Records to process —
++++++

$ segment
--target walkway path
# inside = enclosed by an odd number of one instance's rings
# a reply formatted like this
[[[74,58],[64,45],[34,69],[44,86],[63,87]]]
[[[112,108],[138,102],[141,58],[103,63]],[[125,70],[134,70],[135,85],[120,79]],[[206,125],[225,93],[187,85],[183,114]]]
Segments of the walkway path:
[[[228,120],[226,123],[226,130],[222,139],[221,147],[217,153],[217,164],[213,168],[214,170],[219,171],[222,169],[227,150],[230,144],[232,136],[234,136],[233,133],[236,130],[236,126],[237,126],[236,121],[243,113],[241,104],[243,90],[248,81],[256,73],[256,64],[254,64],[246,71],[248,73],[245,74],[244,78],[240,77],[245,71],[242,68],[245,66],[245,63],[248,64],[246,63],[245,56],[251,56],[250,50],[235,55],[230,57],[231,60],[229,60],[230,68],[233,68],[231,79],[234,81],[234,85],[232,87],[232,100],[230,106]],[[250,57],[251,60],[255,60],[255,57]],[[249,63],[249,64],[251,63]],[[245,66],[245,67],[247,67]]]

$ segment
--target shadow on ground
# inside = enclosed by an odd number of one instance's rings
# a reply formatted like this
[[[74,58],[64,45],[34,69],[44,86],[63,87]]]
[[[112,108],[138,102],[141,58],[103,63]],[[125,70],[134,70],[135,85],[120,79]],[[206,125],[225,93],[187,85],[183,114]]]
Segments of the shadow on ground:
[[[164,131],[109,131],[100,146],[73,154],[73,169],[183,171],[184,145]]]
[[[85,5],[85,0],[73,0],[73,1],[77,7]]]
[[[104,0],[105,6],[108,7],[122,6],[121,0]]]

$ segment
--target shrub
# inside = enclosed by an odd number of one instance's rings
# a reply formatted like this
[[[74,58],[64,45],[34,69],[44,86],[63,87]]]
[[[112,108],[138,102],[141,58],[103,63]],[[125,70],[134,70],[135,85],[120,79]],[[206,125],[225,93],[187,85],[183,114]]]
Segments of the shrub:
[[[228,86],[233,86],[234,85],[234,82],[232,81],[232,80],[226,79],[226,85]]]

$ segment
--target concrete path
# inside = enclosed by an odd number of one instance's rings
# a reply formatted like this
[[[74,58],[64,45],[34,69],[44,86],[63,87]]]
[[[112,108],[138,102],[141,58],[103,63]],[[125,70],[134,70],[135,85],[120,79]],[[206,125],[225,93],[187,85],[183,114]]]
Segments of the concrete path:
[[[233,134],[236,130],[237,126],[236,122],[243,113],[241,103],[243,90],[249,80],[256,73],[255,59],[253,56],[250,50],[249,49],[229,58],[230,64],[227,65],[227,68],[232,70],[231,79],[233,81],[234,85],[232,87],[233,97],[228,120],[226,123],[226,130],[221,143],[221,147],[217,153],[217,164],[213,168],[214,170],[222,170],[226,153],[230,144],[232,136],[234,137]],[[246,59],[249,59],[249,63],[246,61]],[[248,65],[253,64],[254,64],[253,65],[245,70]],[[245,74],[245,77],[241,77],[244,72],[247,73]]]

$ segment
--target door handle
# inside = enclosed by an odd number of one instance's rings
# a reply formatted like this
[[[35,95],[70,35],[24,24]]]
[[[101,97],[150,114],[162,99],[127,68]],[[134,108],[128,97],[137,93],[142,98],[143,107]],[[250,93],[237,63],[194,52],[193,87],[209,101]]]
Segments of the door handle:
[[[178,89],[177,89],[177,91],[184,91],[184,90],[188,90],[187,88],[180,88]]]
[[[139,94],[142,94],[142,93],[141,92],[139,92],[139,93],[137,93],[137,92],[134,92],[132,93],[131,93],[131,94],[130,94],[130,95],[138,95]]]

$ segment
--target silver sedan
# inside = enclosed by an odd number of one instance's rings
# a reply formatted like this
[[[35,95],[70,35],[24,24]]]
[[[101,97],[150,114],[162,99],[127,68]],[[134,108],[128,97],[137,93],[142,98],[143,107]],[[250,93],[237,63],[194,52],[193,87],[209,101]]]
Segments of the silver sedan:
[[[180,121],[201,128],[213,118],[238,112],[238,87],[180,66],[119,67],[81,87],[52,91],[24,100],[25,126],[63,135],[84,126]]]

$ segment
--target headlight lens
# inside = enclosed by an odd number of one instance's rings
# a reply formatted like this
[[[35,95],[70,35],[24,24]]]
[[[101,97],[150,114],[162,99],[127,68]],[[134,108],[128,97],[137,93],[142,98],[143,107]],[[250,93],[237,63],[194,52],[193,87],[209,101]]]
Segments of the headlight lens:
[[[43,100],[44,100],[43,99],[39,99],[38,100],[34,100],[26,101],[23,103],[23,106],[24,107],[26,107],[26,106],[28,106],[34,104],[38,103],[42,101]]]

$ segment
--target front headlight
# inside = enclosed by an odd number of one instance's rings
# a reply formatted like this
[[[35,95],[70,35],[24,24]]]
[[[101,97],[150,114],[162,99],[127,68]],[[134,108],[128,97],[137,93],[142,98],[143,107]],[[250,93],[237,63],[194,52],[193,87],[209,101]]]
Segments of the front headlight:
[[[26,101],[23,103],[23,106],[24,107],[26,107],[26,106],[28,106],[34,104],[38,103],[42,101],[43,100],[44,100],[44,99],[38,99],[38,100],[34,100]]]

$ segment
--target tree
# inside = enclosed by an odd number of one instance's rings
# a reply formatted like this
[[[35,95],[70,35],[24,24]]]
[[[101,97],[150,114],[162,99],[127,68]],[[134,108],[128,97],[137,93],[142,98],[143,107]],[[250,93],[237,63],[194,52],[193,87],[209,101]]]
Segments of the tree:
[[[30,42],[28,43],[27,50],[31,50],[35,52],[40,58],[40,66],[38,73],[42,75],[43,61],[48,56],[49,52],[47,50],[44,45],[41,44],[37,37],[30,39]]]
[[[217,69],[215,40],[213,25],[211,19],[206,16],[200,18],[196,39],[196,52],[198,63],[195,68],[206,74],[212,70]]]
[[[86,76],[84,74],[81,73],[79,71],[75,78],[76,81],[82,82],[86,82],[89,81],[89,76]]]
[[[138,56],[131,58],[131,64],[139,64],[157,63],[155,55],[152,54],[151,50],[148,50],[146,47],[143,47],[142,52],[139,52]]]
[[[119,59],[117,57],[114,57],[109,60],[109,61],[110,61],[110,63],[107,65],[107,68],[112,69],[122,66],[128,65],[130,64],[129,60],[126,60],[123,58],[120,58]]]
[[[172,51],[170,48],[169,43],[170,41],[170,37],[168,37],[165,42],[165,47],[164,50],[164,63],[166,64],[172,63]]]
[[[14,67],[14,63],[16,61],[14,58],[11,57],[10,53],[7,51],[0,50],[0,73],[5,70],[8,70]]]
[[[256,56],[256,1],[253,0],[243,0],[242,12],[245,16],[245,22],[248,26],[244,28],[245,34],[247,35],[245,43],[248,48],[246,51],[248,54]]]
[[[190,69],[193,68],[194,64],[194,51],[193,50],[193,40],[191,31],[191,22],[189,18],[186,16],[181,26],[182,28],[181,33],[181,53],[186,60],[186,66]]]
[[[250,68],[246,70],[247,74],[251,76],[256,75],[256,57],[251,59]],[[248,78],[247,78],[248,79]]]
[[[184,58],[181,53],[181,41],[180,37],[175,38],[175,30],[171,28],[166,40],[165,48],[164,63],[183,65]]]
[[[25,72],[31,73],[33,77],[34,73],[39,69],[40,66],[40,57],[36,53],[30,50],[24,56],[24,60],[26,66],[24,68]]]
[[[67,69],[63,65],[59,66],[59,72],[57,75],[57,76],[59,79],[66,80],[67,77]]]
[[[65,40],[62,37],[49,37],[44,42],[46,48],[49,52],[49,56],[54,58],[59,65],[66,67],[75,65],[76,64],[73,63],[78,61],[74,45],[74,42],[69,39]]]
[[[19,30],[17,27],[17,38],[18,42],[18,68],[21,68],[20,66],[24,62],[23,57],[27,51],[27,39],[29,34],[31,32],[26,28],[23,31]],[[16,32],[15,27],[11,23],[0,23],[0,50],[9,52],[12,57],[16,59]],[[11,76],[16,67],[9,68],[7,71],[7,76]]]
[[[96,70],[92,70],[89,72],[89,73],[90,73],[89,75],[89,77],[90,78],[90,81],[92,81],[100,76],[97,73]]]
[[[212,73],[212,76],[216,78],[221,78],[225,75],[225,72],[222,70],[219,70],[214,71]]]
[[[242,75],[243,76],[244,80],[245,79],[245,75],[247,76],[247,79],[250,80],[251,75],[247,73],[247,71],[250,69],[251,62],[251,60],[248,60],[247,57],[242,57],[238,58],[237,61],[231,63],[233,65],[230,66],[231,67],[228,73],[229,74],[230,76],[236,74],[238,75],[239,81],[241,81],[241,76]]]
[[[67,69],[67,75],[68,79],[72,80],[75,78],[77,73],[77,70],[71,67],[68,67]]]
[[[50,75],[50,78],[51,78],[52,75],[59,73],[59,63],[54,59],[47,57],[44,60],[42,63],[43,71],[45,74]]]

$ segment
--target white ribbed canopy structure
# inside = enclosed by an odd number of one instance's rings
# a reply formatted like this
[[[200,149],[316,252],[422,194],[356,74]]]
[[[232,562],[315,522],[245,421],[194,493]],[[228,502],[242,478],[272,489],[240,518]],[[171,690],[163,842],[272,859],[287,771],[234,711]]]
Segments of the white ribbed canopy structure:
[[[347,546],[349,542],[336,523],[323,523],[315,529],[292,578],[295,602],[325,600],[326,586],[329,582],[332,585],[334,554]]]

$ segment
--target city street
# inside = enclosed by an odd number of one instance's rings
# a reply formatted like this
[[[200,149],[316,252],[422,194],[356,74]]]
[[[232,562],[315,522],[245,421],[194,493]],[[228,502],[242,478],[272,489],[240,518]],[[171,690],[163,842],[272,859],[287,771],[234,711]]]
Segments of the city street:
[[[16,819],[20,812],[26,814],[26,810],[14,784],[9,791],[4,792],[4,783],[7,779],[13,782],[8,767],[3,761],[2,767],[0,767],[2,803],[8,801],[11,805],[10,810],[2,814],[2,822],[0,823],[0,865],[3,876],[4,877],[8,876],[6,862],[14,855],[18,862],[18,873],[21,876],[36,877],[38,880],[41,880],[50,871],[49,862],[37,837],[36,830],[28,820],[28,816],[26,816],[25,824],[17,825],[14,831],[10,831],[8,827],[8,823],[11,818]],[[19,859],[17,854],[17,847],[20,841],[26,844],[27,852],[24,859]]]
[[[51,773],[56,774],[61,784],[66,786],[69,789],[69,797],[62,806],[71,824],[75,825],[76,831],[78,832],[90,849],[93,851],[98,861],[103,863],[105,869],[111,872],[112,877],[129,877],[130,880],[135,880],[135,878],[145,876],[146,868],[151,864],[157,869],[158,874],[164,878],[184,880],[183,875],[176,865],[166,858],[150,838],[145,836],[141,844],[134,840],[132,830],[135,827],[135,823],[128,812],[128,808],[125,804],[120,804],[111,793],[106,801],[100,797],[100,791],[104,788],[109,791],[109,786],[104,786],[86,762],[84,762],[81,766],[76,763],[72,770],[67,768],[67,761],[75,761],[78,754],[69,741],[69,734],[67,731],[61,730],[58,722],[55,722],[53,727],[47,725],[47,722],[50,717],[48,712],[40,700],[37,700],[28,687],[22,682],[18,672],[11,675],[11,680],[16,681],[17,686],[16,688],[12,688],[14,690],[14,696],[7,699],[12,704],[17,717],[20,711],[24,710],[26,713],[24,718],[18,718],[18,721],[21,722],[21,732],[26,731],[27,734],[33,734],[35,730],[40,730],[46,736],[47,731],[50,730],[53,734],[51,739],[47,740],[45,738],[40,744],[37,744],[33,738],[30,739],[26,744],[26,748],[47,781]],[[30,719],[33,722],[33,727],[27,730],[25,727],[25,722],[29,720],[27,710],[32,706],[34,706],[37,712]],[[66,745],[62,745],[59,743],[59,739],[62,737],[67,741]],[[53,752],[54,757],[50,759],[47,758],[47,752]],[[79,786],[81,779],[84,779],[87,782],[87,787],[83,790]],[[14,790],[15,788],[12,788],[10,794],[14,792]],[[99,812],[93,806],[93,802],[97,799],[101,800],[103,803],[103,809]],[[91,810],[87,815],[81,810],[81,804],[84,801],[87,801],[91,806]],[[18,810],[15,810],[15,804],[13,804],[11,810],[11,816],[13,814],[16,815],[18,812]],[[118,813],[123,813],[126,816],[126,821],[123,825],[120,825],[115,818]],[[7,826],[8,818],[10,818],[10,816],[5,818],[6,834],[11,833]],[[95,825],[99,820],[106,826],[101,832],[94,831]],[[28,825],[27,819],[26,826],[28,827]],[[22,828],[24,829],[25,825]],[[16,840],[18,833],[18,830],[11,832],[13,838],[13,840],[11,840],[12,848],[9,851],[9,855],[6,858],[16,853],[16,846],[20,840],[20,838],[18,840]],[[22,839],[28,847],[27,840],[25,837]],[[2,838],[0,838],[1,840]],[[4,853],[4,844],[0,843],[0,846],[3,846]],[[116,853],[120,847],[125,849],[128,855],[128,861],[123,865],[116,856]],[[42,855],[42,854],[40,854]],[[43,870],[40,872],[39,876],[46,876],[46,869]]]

++++++

Task to carry out — Which lines in the material above contain the string "front"? Extract every one of them, treating uppercase and lowercase letters as distinct.

Response to the task —
--target front headlight
Segments of the front headlight:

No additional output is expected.